Stored dataset items:
____

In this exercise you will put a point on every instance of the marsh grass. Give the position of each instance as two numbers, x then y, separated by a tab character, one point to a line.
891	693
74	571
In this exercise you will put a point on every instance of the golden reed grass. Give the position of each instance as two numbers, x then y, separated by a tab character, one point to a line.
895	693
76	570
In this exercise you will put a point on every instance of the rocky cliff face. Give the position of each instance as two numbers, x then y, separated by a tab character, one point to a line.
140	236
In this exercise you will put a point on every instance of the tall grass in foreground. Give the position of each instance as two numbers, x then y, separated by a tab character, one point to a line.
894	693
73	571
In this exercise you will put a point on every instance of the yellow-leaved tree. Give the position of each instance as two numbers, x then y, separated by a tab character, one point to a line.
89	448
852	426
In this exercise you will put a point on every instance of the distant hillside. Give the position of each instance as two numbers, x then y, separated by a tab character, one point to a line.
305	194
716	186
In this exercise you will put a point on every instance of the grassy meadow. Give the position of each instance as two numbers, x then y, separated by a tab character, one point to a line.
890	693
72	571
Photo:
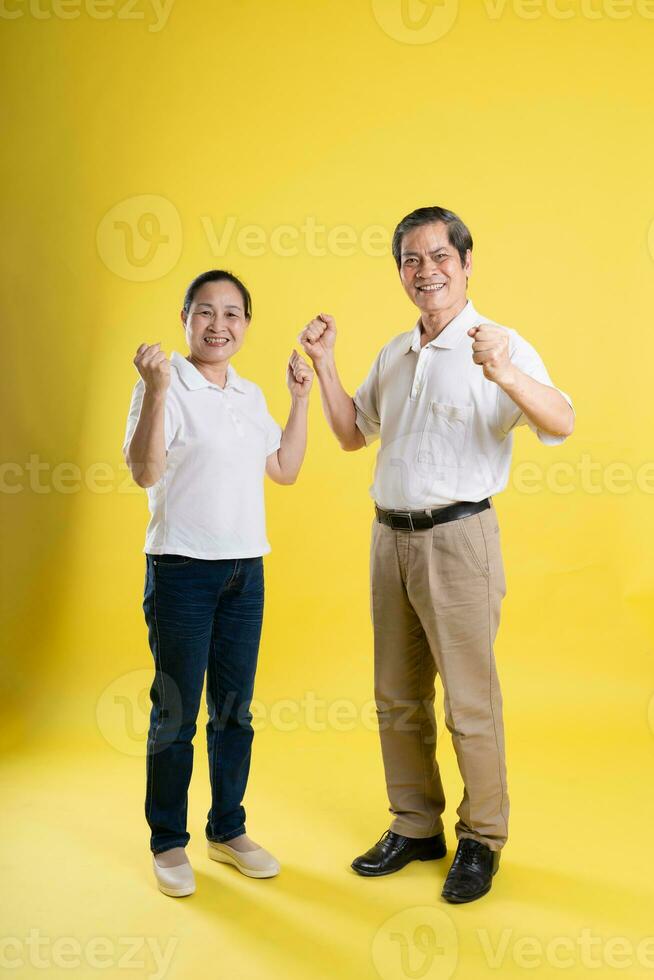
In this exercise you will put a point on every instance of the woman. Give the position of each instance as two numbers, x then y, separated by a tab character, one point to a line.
200	438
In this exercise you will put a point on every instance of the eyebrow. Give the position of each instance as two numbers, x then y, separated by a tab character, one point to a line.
230	306
438	248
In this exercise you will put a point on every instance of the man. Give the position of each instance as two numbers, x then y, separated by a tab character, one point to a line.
444	399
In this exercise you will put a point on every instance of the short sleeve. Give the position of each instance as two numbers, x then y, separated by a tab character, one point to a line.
366	403
274	431
525	357
135	410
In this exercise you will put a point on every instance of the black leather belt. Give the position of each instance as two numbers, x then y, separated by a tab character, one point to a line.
419	520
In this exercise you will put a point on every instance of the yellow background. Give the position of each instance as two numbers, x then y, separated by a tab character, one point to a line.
536	127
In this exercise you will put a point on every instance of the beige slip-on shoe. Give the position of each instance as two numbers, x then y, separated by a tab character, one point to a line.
177	881
255	864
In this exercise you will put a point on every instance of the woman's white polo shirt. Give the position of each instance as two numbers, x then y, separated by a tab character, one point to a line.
209	503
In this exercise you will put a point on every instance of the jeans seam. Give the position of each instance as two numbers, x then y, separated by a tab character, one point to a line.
216	740
157	664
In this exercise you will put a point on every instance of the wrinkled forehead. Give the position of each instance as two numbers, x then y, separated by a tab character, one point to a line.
426	238
220	293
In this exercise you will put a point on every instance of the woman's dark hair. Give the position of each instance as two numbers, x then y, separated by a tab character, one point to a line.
216	275
457	233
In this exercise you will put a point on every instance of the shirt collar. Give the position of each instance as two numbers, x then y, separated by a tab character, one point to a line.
451	335
193	379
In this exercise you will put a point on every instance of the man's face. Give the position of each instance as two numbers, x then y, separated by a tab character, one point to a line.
215	323
431	270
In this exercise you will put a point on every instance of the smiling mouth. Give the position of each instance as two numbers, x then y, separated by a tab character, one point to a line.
216	341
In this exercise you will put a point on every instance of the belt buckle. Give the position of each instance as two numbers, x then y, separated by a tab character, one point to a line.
402	516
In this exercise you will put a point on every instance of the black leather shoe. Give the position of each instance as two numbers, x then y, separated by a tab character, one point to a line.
471	874
393	851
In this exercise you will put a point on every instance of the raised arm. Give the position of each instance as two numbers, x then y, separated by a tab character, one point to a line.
146	453
318	339
284	465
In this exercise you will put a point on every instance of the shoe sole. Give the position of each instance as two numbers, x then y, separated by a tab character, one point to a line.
175	892
380	874
228	859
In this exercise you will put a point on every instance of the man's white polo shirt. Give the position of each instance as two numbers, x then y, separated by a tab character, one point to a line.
209	503
446	431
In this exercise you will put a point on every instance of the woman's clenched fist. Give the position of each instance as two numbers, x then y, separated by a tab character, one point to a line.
154	367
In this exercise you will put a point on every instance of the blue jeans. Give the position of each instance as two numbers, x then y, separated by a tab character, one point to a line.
202	616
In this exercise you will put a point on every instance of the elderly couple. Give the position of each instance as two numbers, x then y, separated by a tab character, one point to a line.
443	398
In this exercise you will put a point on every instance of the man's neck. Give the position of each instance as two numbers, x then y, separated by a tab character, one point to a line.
431	324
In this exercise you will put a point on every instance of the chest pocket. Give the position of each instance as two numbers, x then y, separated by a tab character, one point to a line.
444	436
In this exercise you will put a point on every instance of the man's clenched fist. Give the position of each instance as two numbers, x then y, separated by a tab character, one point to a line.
491	349
299	376
154	367
318	337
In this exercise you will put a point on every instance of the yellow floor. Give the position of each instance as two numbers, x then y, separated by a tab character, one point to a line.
572	896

____

### WORK ORDER
If a record holds a picture, drop the picture and return the rest of it exactly.

### RESULT OF THIS EXERCISE
In this exercise you will put a point on every instance of the marsh grass. Give the position of each instance as two numbers, x then y, separated by a tab character, one point to a line.
891	693
74	571
In this exercise you will put a point on every instance of the golden reed grass. Give the position of each instance as two numbers, x then y, separated by a tab character, one point to a line.
895	693
76	570
In this exercise you will put a point on every instance of the rocky cliff face. Give the position of each instance as two numbers, x then y, separated by a tab character, one point to a line.
140	236
In this exercise you will put a point on every instance of the tall grass in foreground. Give the position of each instance as two numbers, x then y, separated by a tab character, one point to a line.
894	693
73	571
In this exercise you will put a point on every instance of the yellow-leaved tree. Give the position of each instance as two numbers, x then y, separated by a tab character, one point to a line.
89	448
852	426
In this exercise you will put a point on every instance of the distant hillside. Give the position of each instance as two numbers, x then y, separated by a tab character, one point to a line.
305	194
716	186
In this exercise you will put a point on every instance of the grassy meadow. Give the position of each instance as two numbers, x then y, separated by a tab character, one point to a line.
890	693
72	571
Photo:
In this exercise you will put a point on every instance of the woman. Give the position of each instance as two numbers, x then y, separated by a tab character, one point to a line.
200	438
In this exercise you will put a point on every instance of the eyebrow. Give the position of each instance as two numbers, x then y, separated by a tab character, one point to a line.
230	306
438	248
In this exercise you will put a point on every instance of the man. Give the position of each instance as two numbers, x then y, separated by a tab character, one point to a line.
444	399
In this exercise you will put a point on every instance of the short sleeve. Give the position of each instance as two numbers, x then y, separated by a tab character, one point to a line.
366	403
274	431
525	357
135	410
In this exercise you will put a point on every instance of the black leather belt. Give the position of each instance as two numbers, x then y, separated by a tab character, one point to a line.
419	520
In this exercise you will put a point on every instance of the yellow background. Give the position of each instance as two numbers, x then y, separated by a tab character, one point to a line.
536	127
In this exercise you will put a point on every instance of the beige slip-on shoe. Give the position of each instance as two numbers, x then y, separated by a tab character, one point to a line.
177	881
255	864
In this exercise you will put a point on every instance of the woman's white polo shirt. Give the position of each instance as two numbers, x then y, separated by a tab character, one point to a line.
209	503
In this exercise you will put a point on every instance of the jeans seam. Give the position of each instance as two numbers, x then y, separated by a tab character, one point to a line.
216	740
157	664
In this exercise you will put a point on every instance of the wrinkled forehead. Give the position of each instance as two numbers, x then y, separated by a tab character, one point to a line.
426	238
220	293
In this exercise you will put a point on every instance of the woman's dark hair. Give the position of each instance as two numbers, x then y, separated by a tab character, one point to a line.
216	275
457	233
In this exercise you will put a point on every instance of the shirt collar. Give the position of each instance as two numbers, x then y, separated by a tab character, one point to a line.
451	335
193	379
In this exercise you will put a point on every instance of the man's face. Give the position of each instance as two numbers, x then y, separated by a tab character, one point to a line.
215	323
431	270
In this exercise you will put a point on every instance of the smiling mouth. Give the position of each instance as two numbers, x then y, separated by a tab character, one point to a line.
216	341
In this exercise you will put a point on every instance of the belt buckle. Give the position of each instance as two numbers, x then y, separated by a tab character, one point to a line.
402	516
In this exercise you will put a point on every instance of the black leather shoe. Give the position of each instance as two numbers, x then y, separated by a tab character, one point to a line.
471	874
393	851
In this exercise you will put a point on every instance of the raised arm. Give the position of each instance as two numbers, x then y, separated by a tab character, one point to a line.
146	453
318	339
284	465
In this exercise you will put a point on every instance of the shoe sole. Give the position of each instance as two numbers, x then y, separated by a tab character, one point to a line.
175	892
380	874
228	859
In this exercise you will put a point on every instance of the man's white polo shirt. Give the position of each instance as two numbers, x then y, separated by a tab character, one point to a line.
209	503
446	431
In this exercise you will put a point on every instance of the woman's clenched fist. Give the position of each instance as two numbers, x then y, separated by a tab character, one point to a line.
154	367
In this exercise you will put a point on every instance of the blue jeans. Give the position of each instance as two numbers, x then y, separated by a tab character, one point to a line.
202	616
In this exercise you will put a point on every instance of the elderly couple. Give the position of each instance as two numbers, x then y, separated by a tab character, one point to a line.
443	398
In this exercise you will put a point on every instance of the man's neck. Give the position of each instance as two numbers, x then y, separated by a tab character, one point to a line.
431	324
In this exercise you will put a point on every instance of the chest pocket. Give the position of each instance as two numbers, x then y, separated by a tab character, one point to a line.
444	436
In this exercise you will put a point on every instance of the man's clenched fist. Give the position of each instance as two numbers, x then y, separated by a tab character, one point to a line.
491	349
299	376
154	367
318	337
In this exercise you will put a point on every instance of the yellow floor. Give the position of each instance as two numbers, x then y, separated by a tab character, one point to a line.
572	896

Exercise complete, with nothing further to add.